PROBLEM: Convert every line of the saved entries below into a numbered list. Skip blank lines and leave out the pictures.

Saved entries:
#####

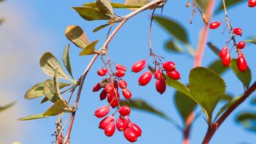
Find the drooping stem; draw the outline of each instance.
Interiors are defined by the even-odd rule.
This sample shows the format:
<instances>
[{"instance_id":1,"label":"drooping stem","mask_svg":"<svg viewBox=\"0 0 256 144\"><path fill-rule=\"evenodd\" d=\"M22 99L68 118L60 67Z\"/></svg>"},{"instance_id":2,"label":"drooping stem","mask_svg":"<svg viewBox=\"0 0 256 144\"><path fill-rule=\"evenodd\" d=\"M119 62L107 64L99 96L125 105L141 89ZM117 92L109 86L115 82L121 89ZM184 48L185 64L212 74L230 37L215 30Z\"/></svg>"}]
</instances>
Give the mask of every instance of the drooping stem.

#####

FINISHED TASK:
1. Find the drooping stem; draw the outline of each instance.
2. Interiors are defined by the even-odd rule.
3. This sample shows the format:
4. <instances>
5. [{"instance_id":1,"label":"drooping stem","mask_svg":"<svg viewBox=\"0 0 256 144\"><path fill-rule=\"evenodd\" d=\"M22 99L68 118L60 67Z\"/></svg>"},{"instance_id":2,"label":"drooping stem","mask_svg":"<svg viewBox=\"0 0 256 144\"><path fill-rule=\"evenodd\" d=\"M119 62L107 64L99 96L125 105L141 89ZM117 92L109 86L115 82L121 89ZM184 48L185 64L212 74L230 37L215 30Z\"/></svg>"}]
6. </instances>
7. Give the mask of every instance of the drooping stem.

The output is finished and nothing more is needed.